Task to complete — Rewrite the lines from the one containing "red locomotive --all-instances" through the one containing "M 74 115 L 74", replacing "locomotive" with "engine" and leaving everything else unchanged.

Information supplied —
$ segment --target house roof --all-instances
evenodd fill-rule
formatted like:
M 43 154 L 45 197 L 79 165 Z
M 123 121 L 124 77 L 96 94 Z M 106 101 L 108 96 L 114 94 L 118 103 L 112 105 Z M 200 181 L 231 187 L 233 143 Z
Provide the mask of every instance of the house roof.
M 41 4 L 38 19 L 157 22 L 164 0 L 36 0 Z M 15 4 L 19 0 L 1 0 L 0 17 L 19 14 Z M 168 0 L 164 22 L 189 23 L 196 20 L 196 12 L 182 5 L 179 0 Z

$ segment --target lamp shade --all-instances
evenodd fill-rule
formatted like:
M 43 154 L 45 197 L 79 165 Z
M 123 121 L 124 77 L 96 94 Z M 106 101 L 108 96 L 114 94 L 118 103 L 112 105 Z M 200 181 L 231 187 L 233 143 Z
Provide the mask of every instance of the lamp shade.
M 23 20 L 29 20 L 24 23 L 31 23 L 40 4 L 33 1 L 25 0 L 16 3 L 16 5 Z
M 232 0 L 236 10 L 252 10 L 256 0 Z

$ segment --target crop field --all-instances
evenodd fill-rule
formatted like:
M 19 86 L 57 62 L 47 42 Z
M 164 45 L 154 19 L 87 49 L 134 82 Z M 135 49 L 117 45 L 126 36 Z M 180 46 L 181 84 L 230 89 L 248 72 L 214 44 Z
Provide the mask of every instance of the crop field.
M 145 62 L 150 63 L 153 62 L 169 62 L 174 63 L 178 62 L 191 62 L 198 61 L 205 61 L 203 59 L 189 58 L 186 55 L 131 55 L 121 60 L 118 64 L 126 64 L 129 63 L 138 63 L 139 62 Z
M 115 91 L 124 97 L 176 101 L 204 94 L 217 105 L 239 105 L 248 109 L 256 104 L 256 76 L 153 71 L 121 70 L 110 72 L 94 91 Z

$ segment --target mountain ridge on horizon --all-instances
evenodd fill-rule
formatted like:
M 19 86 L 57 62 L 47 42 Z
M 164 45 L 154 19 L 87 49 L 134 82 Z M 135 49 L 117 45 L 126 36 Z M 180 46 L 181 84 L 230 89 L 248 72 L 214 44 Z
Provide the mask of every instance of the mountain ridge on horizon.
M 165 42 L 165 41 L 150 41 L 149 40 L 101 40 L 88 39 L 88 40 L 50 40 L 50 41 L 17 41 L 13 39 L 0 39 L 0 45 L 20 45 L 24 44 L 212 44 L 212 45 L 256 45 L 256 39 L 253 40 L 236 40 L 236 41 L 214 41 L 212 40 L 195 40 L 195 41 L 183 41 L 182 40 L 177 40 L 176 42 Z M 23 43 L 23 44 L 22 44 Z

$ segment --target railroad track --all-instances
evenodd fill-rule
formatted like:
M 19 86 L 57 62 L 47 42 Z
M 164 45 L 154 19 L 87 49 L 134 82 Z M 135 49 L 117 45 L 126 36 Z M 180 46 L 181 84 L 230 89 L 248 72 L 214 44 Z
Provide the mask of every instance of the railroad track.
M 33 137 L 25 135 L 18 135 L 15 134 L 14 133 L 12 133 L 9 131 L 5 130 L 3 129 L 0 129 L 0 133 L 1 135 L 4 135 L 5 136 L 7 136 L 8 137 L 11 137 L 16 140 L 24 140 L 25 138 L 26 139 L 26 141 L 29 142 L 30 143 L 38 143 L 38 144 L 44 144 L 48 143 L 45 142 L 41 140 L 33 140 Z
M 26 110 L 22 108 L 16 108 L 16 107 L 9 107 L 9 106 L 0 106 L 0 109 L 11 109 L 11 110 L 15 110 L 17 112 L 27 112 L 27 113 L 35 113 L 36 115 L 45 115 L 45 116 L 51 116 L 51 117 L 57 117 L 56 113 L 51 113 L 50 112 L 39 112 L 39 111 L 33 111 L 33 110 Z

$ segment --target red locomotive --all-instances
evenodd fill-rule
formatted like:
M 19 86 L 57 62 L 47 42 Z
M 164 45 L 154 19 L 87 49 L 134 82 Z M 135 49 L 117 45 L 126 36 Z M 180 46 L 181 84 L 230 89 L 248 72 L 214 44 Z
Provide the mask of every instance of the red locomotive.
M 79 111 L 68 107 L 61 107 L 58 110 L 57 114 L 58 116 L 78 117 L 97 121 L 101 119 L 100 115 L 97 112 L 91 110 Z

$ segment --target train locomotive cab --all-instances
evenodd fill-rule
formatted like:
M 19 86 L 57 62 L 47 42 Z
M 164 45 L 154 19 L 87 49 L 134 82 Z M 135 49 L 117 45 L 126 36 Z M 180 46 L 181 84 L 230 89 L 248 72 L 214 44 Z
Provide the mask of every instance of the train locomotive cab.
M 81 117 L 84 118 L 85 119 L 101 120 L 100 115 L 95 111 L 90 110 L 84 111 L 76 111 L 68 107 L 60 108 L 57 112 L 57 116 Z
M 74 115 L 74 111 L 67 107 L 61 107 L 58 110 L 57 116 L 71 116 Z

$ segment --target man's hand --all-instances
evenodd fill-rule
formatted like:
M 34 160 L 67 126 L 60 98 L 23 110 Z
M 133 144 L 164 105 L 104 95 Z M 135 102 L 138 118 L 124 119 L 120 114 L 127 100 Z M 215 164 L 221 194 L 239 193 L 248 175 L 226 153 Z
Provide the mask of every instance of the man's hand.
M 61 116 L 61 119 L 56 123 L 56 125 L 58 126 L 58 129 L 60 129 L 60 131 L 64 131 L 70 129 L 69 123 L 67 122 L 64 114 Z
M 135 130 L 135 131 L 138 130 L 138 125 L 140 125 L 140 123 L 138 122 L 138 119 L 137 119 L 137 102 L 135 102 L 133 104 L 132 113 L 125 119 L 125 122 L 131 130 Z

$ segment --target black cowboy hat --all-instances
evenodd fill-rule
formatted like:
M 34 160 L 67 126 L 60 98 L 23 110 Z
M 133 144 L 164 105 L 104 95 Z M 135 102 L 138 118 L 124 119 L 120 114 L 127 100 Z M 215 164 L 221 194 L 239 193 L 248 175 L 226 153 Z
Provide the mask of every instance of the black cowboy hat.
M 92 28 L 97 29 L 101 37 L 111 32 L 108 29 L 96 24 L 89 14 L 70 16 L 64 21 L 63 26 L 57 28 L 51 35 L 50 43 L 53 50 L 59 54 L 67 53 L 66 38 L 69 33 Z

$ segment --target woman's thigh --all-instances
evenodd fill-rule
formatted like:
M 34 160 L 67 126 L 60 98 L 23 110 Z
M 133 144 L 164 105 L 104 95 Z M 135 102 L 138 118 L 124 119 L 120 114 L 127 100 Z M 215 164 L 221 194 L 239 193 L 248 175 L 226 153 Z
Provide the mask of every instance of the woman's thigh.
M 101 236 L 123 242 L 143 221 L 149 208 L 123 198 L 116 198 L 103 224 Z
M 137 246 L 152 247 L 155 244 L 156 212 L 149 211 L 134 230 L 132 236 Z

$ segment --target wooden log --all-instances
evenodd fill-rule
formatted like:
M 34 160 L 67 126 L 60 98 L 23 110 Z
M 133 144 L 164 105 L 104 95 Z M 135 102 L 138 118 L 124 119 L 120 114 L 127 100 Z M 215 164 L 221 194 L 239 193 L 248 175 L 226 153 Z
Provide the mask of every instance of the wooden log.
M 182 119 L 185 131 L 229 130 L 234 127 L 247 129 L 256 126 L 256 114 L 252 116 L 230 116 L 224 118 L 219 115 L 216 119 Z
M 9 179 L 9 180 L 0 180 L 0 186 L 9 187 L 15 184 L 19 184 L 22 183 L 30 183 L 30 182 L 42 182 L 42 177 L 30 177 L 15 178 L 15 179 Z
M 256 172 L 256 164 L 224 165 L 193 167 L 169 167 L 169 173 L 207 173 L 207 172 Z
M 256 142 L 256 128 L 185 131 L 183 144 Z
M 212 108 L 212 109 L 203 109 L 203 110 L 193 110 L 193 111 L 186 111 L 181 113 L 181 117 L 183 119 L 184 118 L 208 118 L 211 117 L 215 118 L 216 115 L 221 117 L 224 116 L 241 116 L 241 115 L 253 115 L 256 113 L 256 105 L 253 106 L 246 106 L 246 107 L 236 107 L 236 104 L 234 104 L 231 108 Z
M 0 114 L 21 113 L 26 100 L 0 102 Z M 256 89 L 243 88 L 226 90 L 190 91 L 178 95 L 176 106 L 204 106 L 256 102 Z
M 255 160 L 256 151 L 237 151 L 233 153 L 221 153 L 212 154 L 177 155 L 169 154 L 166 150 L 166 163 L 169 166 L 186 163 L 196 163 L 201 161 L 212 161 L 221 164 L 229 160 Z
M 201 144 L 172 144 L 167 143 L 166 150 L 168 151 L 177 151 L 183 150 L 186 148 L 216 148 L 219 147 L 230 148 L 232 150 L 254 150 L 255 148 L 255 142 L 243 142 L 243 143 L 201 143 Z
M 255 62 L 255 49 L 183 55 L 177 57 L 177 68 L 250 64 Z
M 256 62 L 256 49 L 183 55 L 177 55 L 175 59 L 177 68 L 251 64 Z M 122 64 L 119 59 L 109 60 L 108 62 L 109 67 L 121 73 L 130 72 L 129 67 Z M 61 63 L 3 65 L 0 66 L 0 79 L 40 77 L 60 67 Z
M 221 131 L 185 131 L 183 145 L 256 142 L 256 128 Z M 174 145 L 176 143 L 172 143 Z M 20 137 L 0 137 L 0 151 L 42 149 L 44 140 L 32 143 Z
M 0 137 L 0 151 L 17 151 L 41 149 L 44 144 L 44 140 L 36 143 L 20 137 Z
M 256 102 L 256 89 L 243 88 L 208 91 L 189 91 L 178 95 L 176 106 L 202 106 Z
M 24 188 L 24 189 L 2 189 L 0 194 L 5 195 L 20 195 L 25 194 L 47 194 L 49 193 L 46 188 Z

Answer —
$ segment --target red engine --all-instances
evenodd fill-rule
formatted like:
M 19 86 L 57 62 L 47 42 Z
M 164 45 L 154 19 L 87 49 L 134 82 Z M 135 49 L 117 45 L 126 36 Z M 180 46 L 181 84 L 230 89 L 248 72 L 214 44 Z
Provide the mask of every instance of the red engine.
M 79 111 L 68 107 L 61 107 L 58 110 L 57 114 L 58 116 L 78 117 L 97 121 L 101 119 L 100 115 L 97 112 L 91 110 Z

$ segment --target train engine cab --all-instances
evenodd fill-rule
formatted like:
M 19 86 L 57 62 L 47 42 Z
M 164 45 L 154 19 L 87 49 L 134 82 Z M 135 49 L 117 45 L 126 36 Z M 180 46 L 181 84 L 230 89 L 248 72 L 214 44 Z
Provide the mask of every instance of the train engine cab.
M 81 117 L 84 118 L 85 119 L 101 120 L 100 115 L 95 111 L 90 110 L 84 111 L 76 111 L 68 107 L 60 108 L 57 112 L 57 116 Z
M 74 115 L 74 111 L 67 107 L 61 107 L 58 110 L 57 116 L 71 116 Z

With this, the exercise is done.